Geëxtraheerde tekst:

>>>>

In ‘Ondersteboven van Afrika’ (BNNVARA) wordt ernaar gestreefd Afrika met een nieuwe blik te bekijken. Eentje waarbij alle stijlfiguren van Afrika opzij worden gezet.
We belanden echter wederom met oriëntastische en Afrikanistische tropes en de colonial gaze.
Tekst /// Robin Phoelich Beeld /// Imke Chatrou
De premisse van ‘Ondersteboven van Afrika’ is al genoeg om ongemak bij de kijker op te wekken. Waldemar gaat samen met een cameraman en een geluidsman op de motor reizen door Afrika. Hoe? Op dezelfde manier als de Nederlandse kolonialisten: ondersteboven. Bij de vroege ontdekkingen van Afrika werd namelijk door Nederlandse ontdekkers gedacht dat de kaart op zijn kop hoorde. Daarnaast lijkt het programma zich ook te centreren rondom wat Waldemar wil ontdekken. De ontdekker is een stijlfiguur op zich, maar dan een van de Euro-Amerikaan. En wat hij graag wil ontdekken is weer gebaseerd op zijn eigen aannames over Afrika. Het pijnlijkste voorbeeld hiervan is wanneer Waldemar op zoek gaat naar de San stam; een stam die één van de eerste ter wereld zou zijn geweest. Wanneer hij de mensen vindt die tot deze stam zouden behoren, komt hij van een koude kermis thuis. In werkelijkheid leeft deze stam niet anders dan veel andere Afrikanen. Dus niet ‘in contact met de natuur’, zoals Waldemar dit inbeeldt.

<<<<

Aangeleverde gegevens:

>>>>

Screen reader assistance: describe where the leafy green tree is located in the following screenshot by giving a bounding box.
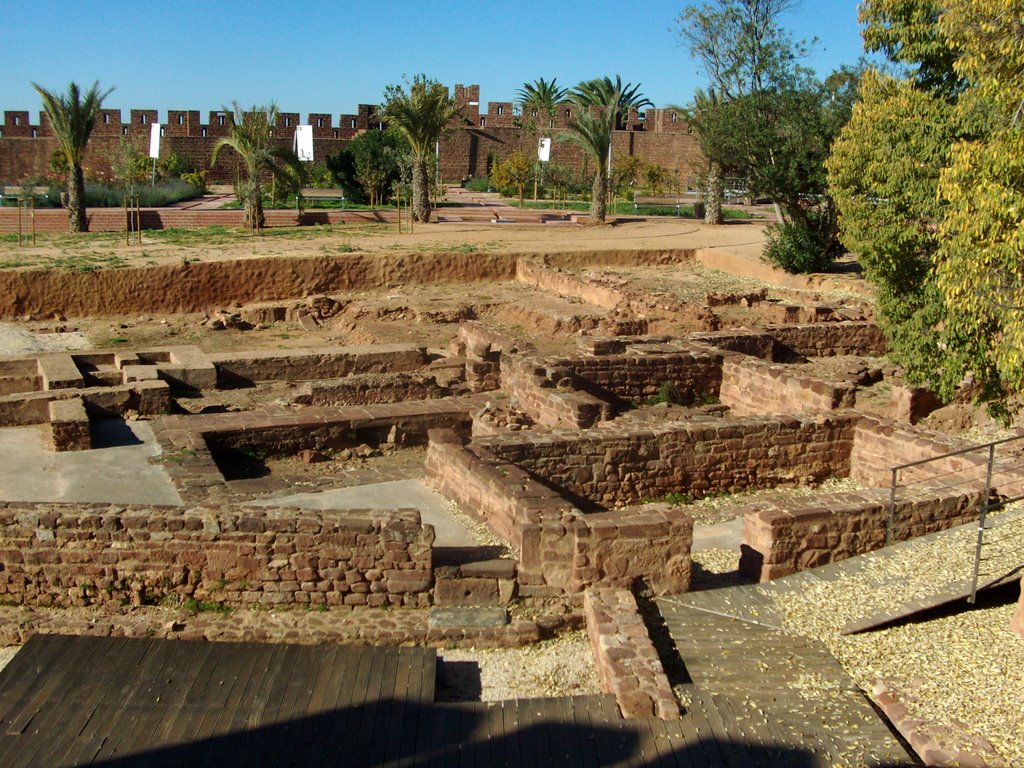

<<<<

Oefeningsdoel: Schrijf verder aan de bespreking van ‘Ondersteboven van Afrika’ en begin direct na de laatste zin ervan.

Antwoord oefening:
Dit ‘in contact staan met de natuur’ heeft immer de fascinatie van de ‘witte man’ opgewekt . Het fenomeen is beschreven door Edward Säid in de context van het oriëntalisme. Hij merkt op dat dat de Savage Other een tweesnijdend zwaard is. De Ander – in dit geval de San stam – wordt tegelijkertijd gerepresenteerd als in ‘contact met de natuur’ zijnde en als ’primitief’ of ‘beestachtig’. In de woorden van Waldemar:
‘traditioneel’. Dit komt nog sterker naar voren wanneer Waldemar’s herhalende benoeming van Afrika als symbool staande voor ‘schoonheid en kracht’ een motief begint te vormen.
Waldemar wordt meermaals geconfronteerd met moeilijkheden in zijn zoektocht, zijn historische misvattingen, en wat de positie van ’witte man’ betekent in Zuid-Afrika. Het doet hem zichtbaar pijn wanneer hij moet bekennen aan een zwarte man in de slums dat ook hij heeft gewoond in het gebied dat aangemerkt wordt als het witte en rijke deel van Kaapstad. De historische opvatting waar Waldemar het programma mee begint –dat de Nederlandse kolonialisten verwelkomd werden door de Zuid-Afrikaanse bevolking – bewijst compleet incorrect te zijn. Ook waren er al beschavingen aanwezig voordat de Nederlandse ontdekkingsreizigers arriveerden. Hoewel Waldemar zijn best doet deze nieuwe perspectieven op de geschiedenis te accepteren, blijft zijn ongemak zichtbaar. Later in het programma is Waldemar nog steeds onder de hardnekkige indruk dat westerlingen beschavingen en cultuur naar Zuid- en Centraal Afrika hebben gebracht, wanneer hij van een Rwandese man hoort dat de beschaving van Egypte mogelijk afkomstig is uit het diepe hart van Afrika.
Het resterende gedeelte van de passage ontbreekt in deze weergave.